◆ やること:
1 > 次の(a)〜(c)が集束イオンビーム装置の説明文に合っているか、それぞれ「はい」か「いいえ」で答え、決め手になる文中の言葉をそのまま引いてください。
(a) 第一と第二の鏡筒は、ビームを当てる向きが平面視でほぼ向かい合うように置かれている。
(b) 三軸ステージは、試料台を水平面上の二軸の方向にしか動かせない。
(c) 試料を傾けてビームを当てる方法では、試料に上下方向の筋引きができないとされている。
2 > 集束イオンビーム装置の説明文を読んで、次の問いに答えてください。
(a) 集束イオンビーム装置1が備える集束イオンビーム鏡筒はいくつか。
(b) 集束イオンビーム装置が評価手法として使われてきたのは、何の製造工程か。
(c) 薄切りにした試料は何で観察されていたか。
3 > 集束イオンビーム装置の説明文を、最後の文のあとから書き進めてください。

説明

集束イオンビーム装置及び試料の加工・観察方法

【課題】筋引きの少ない良好な観察用断面を作製することができるとともに、スループットを向上させることが可能な集束イオンビーム装置、及び、良好な観察用断面を作製して、正確な観察像を得ることができる試料の断面加工・観察方法を提供する。
【解決手段】集束イオンビーム装置1は、試料Sを載置する試料台2と、試料台2を水平面上の二軸及び鉛直軸の三方向に移動させることが可能な三軸ステージ3と、試料Sに対して集束イオンビームI1、I2を照射する第一の集束イオンビーム鏡筒11及び第二の集束イオンビーム鏡筒12とを備え、第一の集束イオンビーム鏡筒11及び第二の集束イオンビーム鏡筒12は、互いの集束イオンビームI1、I2の照射方向が、平面視略対向するとともに、側方視鉛直軸に対して略線対称に傾斜するように配置されている

【発明の詳細な説明】
【技術分野】
【0001】
本発明は、集束イオンビーム鏡筒から集束イオンビームを試料に照射して試料の加工などを行う集束イオンビーム装置、及び、試料の断面加工・観察方法に関する。
【背景技術】
【0002】
従来から、積層構造をなす半導体デバイスや薄膜磁気ヘッドの製造工程においては、その製造工程の評価手法として集束イオンビーム装置が利用されている。例えば、集束イオンビーム装置によって、試料の所定位置に集束イオンビームを照射してエッチングを行うことで観察用断面を作製する。そして、この観察用断面を走査電子顕微鏡(SEM)などによって観察することが行われていた(例えば、特許文献1、特許文献2参照)。あるいは、同様に集束イオンビームを照射してエッチングを行うことで、試料を薄切りする。そして、この薄切りした試料を透過電子顕微鏡(TEM)によって観察することが行われていた。しかしながら、このような集束イオンビームを照射して観察用断面を作製する方法では、試料の照射表面における凹凸に起因して、集束イオンビームの照射方向である上下方向に筋引きが形成されてしまう問題がある。このような問題を解決して、良好な観察用断面を作製する方法としては、例えば、試料を傾斜させて集束イオンビームを照射する方法が提案されている(例えば、特許文献3参照)。このような方法によれば、集束イオンビームが試料に対して斜めに照射されるので、上記のように試料に対して上下方向の筋引きが形成されず、影響が出たとしても斜め方向の筋引きが僅かに残る程度にすることができ、良好な観察用断面を作製することができるとされている。

◆ 一覧:

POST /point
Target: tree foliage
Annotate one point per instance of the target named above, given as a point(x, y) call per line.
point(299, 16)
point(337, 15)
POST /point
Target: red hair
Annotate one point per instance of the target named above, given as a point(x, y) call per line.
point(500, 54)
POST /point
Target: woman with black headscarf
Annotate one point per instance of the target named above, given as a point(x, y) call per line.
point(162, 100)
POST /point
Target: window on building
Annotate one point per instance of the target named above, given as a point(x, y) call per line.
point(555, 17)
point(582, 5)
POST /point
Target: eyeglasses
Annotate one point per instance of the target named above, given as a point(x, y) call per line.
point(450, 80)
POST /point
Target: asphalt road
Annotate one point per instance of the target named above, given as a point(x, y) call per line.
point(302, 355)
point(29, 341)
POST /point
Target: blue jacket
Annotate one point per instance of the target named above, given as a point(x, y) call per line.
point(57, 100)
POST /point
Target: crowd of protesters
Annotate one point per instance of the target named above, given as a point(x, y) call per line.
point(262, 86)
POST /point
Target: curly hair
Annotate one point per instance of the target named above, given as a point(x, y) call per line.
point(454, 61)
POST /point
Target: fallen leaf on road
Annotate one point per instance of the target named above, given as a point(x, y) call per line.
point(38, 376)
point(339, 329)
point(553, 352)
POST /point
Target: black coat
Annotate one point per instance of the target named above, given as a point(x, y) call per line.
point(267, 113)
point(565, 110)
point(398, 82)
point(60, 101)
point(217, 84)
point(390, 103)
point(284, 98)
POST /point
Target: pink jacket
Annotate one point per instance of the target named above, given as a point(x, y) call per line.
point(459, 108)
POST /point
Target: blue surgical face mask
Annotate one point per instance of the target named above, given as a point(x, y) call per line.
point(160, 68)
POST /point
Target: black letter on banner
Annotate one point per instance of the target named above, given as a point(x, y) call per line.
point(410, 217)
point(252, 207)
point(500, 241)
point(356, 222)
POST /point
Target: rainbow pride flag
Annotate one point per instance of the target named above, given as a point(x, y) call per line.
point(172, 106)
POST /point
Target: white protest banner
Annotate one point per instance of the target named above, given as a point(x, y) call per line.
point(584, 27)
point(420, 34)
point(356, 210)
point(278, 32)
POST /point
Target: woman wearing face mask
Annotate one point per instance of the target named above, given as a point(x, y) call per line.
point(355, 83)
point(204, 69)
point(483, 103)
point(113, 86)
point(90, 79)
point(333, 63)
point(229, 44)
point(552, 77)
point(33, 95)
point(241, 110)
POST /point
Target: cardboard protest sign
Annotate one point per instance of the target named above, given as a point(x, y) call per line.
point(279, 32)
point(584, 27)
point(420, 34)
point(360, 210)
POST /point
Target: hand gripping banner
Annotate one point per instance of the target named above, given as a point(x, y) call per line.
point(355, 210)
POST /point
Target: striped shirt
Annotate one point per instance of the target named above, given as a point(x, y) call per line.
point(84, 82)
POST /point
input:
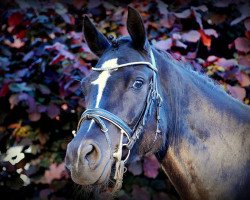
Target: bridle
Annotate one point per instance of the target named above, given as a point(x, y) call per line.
point(98, 114)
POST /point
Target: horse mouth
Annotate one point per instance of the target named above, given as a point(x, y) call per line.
point(92, 177)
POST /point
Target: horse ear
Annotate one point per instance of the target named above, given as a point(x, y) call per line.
point(136, 28)
point(96, 41)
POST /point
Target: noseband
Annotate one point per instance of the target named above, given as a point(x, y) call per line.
point(98, 114)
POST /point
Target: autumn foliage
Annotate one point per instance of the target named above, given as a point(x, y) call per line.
point(43, 57)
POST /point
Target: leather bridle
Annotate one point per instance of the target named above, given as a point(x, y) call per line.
point(99, 114)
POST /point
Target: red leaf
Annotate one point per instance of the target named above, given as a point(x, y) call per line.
point(243, 79)
point(78, 3)
point(15, 19)
point(135, 168)
point(16, 98)
point(206, 40)
point(55, 172)
point(21, 34)
point(164, 44)
point(53, 111)
point(244, 60)
point(168, 21)
point(151, 166)
point(161, 196)
point(237, 92)
point(35, 116)
point(247, 24)
point(226, 62)
point(242, 44)
point(184, 14)
point(191, 36)
point(4, 90)
point(140, 193)
point(212, 58)
point(210, 32)
point(57, 59)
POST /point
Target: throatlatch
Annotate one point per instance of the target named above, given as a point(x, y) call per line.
point(98, 114)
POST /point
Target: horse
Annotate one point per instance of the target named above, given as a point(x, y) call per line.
point(141, 101)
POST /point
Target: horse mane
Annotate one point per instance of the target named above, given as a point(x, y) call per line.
point(176, 94)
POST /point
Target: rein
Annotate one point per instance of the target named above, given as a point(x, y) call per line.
point(98, 114)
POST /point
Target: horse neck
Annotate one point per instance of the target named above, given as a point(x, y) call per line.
point(208, 134)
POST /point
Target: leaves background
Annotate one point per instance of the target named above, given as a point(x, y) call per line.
point(43, 57)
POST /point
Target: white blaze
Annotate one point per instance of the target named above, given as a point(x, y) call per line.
point(101, 82)
point(102, 79)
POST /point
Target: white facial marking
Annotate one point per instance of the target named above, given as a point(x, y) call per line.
point(102, 79)
point(91, 123)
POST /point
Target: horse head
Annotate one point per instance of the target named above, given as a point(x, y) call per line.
point(123, 116)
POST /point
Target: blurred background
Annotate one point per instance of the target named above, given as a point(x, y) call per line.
point(43, 57)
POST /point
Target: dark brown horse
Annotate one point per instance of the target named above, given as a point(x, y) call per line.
point(140, 101)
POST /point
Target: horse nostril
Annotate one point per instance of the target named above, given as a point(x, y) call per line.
point(91, 154)
point(90, 151)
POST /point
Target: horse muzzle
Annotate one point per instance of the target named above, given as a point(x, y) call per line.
point(87, 162)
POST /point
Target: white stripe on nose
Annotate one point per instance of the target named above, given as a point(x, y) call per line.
point(101, 82)
point(102, 79)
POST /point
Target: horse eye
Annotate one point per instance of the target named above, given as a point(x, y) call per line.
point(137, 84)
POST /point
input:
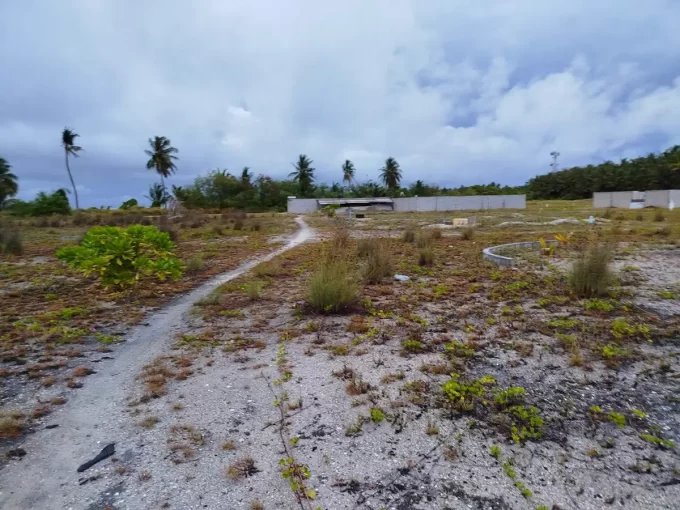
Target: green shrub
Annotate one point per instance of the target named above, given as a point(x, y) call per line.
point(377, 415)
point(424, 239)
point(122, 256)
point(129, 204)
point(377, 263)
point(11, 244)
point(194, 265)
point(164, 226)
point(426, 257)
point(367, 246)
point(253, 289)
point(467, 234)
point(590, 275)
point(332, 287)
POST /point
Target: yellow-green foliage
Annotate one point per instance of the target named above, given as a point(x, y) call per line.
point(121, 256)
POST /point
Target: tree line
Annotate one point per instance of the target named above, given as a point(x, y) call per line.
point(221, 189)
point(654, 171)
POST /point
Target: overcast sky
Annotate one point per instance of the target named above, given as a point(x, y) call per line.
point(460, 92)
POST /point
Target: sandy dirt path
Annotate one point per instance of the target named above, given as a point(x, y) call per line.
point(46, 478)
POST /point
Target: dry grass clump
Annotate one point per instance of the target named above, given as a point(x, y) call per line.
point(10, 424)
point(424, 239)
point(340, 240)
point(426, 257)
point(332, 287)
point(376, 263)
point(11, 243)
point(590, 275)
point(408, 236)
point(242, 468)
point(156, 375)
point(467, 234)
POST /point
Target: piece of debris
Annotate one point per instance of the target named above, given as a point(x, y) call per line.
point(108, 450)
point(16, 453)
point(83, 481)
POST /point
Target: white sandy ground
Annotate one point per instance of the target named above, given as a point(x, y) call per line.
point(46, 477)
point(394, 465)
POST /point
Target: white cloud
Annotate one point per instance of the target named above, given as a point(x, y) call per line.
point(457, 92)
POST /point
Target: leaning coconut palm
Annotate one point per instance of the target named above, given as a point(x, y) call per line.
point(8, 182)
point(390, 174)
point(348, 172)
point(246, 177)
point(162, 158)
point(157, 195)
point(68, 140)
point(303, 174)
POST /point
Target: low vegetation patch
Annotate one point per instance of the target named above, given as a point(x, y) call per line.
point(122, 256)
point(332, 288)
point(590, 275)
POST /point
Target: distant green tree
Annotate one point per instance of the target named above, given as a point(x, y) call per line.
point(129, 204)
point(390, 174)
point(654, 171)
point(161, 158)
point(68, 141)
point(303, 174)
point(348, 172)
point(9, 186)
point(157, 195)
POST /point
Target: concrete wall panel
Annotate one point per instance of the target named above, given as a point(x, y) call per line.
point(675, 197)
point(602, 200)
point(657, 198)
point(621, 199)
point(473, 203)
point(302, 205)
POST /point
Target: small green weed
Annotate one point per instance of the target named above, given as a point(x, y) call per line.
point(377, 415)
point(617, 418)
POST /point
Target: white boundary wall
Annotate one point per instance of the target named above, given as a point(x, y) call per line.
point(622, 199)
point(416, 204)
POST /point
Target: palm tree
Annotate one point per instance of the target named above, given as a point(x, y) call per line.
point(348, 171)
point(68, 140)
point(303, 174)
point(8, 182)
point(162, 158)
point(246, 177)
point(157, 195)
point(391, 174)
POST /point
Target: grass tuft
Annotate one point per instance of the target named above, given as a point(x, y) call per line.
point(332, 288)
point(377, 263)
point(467, 234)
point(590, 275)
point(426, 257)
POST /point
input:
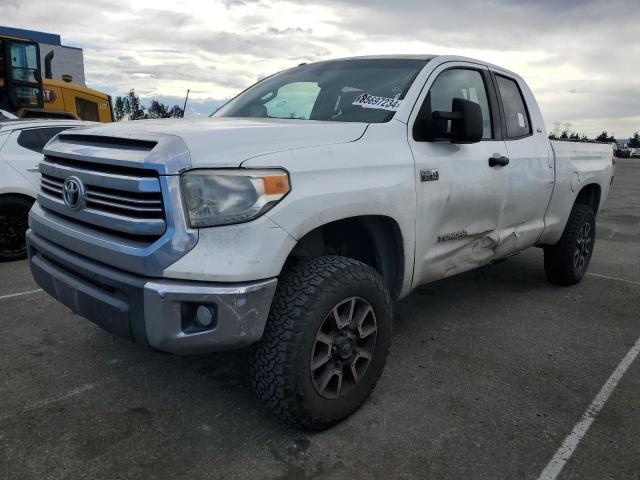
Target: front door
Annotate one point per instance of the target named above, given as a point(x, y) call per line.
point(460, 196)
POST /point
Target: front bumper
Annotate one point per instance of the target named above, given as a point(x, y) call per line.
point(155, 312)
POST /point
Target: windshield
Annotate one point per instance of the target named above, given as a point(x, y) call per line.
point(359, 90)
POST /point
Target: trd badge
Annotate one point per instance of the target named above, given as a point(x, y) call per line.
point(429, 175)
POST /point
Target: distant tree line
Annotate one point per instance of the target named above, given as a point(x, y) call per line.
point(129, 108)
point(567, 134)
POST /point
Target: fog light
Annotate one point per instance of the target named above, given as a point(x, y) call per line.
point(204, 316)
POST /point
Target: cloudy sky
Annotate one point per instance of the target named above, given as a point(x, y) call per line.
point(580, 57)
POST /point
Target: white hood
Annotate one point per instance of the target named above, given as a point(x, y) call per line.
point(227, 142)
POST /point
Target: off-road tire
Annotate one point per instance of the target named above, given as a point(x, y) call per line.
point(13, 227)
point(560, 259)
point(280, 368)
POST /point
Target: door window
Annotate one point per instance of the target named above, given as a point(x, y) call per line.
point(460, 83)
point(515, 110)
point(24, 62)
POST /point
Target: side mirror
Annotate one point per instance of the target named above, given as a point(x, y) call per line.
point(463, 124)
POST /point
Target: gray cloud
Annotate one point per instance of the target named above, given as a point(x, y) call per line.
point(579, 56)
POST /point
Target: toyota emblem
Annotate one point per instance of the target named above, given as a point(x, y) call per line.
point(73, 192)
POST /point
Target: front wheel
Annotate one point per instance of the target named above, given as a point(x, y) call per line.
point(14, 213)
point(566, 262)
point(325, 343)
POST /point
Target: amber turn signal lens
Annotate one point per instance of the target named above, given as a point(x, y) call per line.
point(276, 185)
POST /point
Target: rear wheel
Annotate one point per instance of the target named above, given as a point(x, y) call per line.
point(566, 262)
point(325, 343)
point(14, 212)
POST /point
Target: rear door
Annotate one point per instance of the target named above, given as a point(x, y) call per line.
point(460, 197)
point(530, 172)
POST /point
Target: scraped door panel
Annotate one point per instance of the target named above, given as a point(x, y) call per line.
point(459, 209)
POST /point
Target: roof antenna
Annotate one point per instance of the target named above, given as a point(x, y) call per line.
point(184, 107)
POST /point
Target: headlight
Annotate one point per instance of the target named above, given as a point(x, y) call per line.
point(223, 197)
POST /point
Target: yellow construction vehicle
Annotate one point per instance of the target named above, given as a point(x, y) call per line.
point(25, 92)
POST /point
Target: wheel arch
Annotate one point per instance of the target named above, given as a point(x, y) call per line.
point(372, 239)
point(590, 195)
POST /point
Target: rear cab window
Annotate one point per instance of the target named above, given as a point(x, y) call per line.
point(516, 115)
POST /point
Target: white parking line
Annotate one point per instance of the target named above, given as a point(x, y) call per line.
point(12, 295)
point(564, 453)
point(614, 278)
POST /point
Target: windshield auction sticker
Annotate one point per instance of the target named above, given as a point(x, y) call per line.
point(381, 103)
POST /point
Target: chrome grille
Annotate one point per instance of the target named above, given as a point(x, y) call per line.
point(120, 199)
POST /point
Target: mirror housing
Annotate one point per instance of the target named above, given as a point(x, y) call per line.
point(463, 124)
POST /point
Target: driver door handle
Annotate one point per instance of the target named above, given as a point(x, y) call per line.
point(498, 161)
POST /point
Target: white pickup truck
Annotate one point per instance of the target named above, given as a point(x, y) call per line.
point(296, 216)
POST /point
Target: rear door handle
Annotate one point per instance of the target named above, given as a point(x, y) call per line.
point(498, 161)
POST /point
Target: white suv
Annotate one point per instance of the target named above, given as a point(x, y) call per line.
point(21, 144)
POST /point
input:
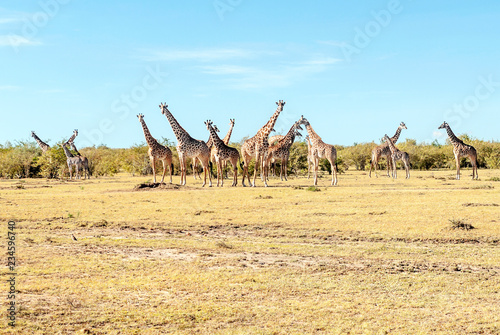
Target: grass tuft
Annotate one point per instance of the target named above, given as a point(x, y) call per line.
point(313, 189)
point(223, 245)
point(460, 224)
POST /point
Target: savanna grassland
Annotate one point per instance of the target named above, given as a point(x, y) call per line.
point(369, 256)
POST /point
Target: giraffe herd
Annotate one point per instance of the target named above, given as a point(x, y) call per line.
point(261, 148)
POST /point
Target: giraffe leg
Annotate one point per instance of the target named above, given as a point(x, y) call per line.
point(334, 172)
point(256, 167)
point(316, 166)
point(457, 162)
point(235, 172)
point(164, 170)
point(394, 169)
point(220, 174)
point(182, 161)
point(153, 165)
point(265, 169)
point(170, 167)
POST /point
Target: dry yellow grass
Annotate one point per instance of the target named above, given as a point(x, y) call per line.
point(369, 256)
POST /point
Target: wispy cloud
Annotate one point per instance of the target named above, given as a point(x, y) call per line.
point(247, 68)
point(9, 88)
point(322, 61)
point(9, 20)
point(201, 55)
point(16, 41)
point(339, 44)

◆ 答え:
1 >
(a) はい:「平面視略対向する」
(b) いいえ:「水平面上の二軸及び鉛直軸の三方向に移動させることが可能な」
(c) はい:「試料に対して上下方向の筋引きが形成されず」

2 >
(a) 二つ(第一の集束イオンビーム鏡筒11と第二の集束イオンビーム鏡筒12)
(b) 積層構造をなす半導体デバイスや薄膜磁気ヘッドの製造工程
(c) 透過電子顕微鏡(TEM)

3 >
【特許文献1】特許第2935180号公報
【特許文献2】特開2002−367115号公報
【特許文献3】特許第2973211号公報
【発明の開示】
【発明が解決しようとする課題】
【0003】
しかしながら、例えば特許文献2のように薄膜磁気ヘッドを試料として観察用断面を作製する場合には、試料のアスペクト比が非常に高いため、その凹凸形状に依存して、筋引きが集束イオンビームの照射方向に顕著に形成されてしまう問題があった。特許文献3による方法では、筋引きを軽減させる効果は認められるものの、このようなアスペクト比が高い試料においては、依然観察に適した良好な断面を得ることはできなく、また、試料を傾斜させて向きを調整する必要があるため、スループットが低下してしまう問題があった。
【0004】
この発明は、上述した事情に鑑みてなされたものであって、筋引きの少ない良好な観察用断面を作製することができるとともに、スループットを向上させることが可能な集束イオンビーム装置、及び、良好な観察用断面を作製して、正確な観察像を得ることができる試料の断面加工・観察方法を提供するものである。
【課題を解決するための手段】
【0005】
上記課題を解決するために、この発明は以下の手段を提案している。
本発明の集束イオンビーム装置は、試料を載置する試料台と、該試料台を水平面上の二軸及び鉛直軸の三方向に移動させることが可能な三軸ステージと、前記試料に対して集束イオンビームを照射する第一の集束イオンビーム鏡筒及び第二の集束イオンビーム鏡筒とを備え、前記第一の集束イオンビーム鏡筒及び前記第二の集束イオンビーム鏡筒は、互いの集束イオンビームの照射方向が、平面視略対向するとともに、側方視前記鉛直軸に対して略線対称に傾斜するように配置されていることを特徴としている。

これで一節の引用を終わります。